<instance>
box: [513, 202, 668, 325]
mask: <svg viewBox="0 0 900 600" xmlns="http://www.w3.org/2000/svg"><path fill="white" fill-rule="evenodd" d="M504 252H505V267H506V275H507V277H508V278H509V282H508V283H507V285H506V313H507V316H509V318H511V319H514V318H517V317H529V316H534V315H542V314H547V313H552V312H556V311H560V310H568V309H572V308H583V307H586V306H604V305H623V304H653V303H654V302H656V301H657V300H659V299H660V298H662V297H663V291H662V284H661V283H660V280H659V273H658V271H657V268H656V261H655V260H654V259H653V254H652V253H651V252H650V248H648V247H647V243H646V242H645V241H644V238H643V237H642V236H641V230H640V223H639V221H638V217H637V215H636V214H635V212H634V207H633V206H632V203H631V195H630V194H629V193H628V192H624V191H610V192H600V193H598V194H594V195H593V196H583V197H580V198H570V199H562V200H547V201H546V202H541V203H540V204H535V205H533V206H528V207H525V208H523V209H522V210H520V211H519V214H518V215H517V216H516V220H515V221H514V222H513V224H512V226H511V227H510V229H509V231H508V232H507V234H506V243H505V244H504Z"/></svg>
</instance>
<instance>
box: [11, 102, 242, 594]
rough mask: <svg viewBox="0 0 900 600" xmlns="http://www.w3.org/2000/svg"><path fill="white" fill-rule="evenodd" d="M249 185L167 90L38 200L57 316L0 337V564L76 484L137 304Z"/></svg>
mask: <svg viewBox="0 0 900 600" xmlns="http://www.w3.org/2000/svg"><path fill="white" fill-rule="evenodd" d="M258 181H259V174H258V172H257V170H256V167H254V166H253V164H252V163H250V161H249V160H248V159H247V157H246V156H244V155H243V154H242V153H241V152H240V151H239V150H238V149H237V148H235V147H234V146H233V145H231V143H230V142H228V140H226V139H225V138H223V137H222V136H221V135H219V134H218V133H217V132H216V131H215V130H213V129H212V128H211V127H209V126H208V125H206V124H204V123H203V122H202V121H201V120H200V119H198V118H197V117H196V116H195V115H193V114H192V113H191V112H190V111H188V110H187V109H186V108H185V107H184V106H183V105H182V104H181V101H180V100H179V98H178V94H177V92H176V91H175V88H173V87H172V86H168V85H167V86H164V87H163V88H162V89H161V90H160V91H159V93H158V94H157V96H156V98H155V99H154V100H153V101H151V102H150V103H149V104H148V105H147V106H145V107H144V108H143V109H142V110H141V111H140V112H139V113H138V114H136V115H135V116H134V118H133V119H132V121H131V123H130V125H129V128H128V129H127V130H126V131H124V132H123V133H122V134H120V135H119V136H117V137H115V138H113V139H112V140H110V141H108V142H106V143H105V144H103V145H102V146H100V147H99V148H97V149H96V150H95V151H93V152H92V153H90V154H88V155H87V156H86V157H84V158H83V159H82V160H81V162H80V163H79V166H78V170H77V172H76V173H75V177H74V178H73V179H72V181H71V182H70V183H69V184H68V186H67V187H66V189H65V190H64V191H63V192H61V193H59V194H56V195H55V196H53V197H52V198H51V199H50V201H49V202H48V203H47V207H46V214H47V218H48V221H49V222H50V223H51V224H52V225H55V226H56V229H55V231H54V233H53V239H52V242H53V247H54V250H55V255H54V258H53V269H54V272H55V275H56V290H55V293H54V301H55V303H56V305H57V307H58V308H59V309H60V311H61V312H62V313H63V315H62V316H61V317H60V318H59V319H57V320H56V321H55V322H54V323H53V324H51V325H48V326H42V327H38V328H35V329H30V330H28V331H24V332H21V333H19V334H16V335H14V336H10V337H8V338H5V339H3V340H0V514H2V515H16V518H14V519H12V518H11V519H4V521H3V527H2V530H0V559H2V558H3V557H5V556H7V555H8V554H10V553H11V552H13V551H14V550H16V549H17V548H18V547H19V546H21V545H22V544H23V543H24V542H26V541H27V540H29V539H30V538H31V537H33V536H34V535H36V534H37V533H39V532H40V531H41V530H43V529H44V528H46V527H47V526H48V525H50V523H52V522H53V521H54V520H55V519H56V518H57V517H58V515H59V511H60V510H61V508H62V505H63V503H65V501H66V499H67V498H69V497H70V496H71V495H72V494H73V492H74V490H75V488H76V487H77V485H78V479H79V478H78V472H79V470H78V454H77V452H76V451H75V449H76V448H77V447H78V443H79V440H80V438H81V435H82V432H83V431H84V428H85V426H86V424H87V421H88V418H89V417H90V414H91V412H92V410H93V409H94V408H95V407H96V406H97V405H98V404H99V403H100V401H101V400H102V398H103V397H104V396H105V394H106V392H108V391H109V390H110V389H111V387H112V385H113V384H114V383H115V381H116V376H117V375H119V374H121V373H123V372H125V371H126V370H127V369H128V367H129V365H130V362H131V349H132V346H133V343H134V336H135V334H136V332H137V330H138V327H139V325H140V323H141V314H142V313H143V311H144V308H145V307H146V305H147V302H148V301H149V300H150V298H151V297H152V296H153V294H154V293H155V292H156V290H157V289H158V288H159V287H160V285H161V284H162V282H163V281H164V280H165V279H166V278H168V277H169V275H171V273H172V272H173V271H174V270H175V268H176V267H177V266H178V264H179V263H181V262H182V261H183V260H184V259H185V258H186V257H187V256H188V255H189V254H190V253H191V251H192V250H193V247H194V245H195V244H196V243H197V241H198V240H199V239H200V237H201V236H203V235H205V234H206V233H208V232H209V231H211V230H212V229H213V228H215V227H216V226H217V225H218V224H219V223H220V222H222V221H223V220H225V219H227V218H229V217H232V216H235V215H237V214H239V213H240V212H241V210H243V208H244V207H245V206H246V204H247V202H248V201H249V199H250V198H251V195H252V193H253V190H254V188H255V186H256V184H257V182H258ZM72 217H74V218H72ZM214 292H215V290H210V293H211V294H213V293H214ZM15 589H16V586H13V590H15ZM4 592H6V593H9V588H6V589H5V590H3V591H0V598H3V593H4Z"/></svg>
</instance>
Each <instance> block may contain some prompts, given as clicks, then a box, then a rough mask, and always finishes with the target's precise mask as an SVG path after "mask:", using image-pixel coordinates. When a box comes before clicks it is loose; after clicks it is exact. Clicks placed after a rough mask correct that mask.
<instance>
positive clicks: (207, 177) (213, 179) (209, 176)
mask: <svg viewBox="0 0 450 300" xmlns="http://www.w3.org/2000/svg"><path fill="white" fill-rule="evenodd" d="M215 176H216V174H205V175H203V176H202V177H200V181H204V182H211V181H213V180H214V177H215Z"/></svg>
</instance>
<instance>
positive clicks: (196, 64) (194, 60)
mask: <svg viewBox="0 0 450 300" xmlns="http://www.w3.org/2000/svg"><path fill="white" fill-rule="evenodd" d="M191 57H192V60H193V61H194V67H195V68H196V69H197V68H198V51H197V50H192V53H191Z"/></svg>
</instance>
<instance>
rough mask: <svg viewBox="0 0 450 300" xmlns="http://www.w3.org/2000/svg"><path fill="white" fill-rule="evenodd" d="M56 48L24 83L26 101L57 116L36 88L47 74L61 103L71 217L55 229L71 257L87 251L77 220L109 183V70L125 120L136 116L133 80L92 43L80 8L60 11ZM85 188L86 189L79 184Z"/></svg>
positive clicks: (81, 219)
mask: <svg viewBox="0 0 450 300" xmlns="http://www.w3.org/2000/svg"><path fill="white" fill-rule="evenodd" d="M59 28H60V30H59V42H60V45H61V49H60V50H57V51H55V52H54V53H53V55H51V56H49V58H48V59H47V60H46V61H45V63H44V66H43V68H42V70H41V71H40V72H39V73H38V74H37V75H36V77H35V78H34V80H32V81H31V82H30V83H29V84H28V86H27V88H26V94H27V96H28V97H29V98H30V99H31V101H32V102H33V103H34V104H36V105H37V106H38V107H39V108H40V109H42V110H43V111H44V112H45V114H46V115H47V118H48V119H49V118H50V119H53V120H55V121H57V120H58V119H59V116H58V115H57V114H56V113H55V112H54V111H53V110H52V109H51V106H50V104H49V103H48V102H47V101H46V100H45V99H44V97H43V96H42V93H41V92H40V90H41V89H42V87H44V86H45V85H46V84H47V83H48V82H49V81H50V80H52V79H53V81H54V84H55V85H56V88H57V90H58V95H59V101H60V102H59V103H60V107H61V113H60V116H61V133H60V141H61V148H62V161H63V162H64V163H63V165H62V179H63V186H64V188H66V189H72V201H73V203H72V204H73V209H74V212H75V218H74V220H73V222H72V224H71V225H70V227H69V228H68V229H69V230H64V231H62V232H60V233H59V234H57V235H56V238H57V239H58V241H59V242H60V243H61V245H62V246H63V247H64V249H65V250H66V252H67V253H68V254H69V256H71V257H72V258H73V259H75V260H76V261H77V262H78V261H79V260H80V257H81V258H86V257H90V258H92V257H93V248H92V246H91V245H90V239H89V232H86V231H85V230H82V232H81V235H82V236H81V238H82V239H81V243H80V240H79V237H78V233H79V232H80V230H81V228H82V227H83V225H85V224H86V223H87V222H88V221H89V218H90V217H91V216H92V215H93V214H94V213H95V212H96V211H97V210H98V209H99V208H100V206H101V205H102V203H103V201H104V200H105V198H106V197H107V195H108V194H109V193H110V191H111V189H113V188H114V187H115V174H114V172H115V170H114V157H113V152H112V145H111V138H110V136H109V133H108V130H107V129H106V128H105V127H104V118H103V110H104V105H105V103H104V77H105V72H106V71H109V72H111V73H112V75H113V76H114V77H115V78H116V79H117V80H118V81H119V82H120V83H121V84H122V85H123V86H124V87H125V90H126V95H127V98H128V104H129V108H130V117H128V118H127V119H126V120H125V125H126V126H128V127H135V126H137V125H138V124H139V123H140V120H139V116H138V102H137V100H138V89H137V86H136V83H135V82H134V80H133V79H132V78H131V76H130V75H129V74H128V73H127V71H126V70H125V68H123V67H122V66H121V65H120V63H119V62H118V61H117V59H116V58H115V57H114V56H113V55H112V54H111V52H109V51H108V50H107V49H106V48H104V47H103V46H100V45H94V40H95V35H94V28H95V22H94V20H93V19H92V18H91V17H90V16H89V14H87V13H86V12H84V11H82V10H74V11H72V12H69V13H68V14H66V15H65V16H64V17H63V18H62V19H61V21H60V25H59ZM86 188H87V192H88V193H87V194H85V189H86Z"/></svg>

> [EXERCISE]:
Count the lines of the material above that contain the string "clicks", treating case as significant, and give only the number.

> [ANSWER SPACE]:
4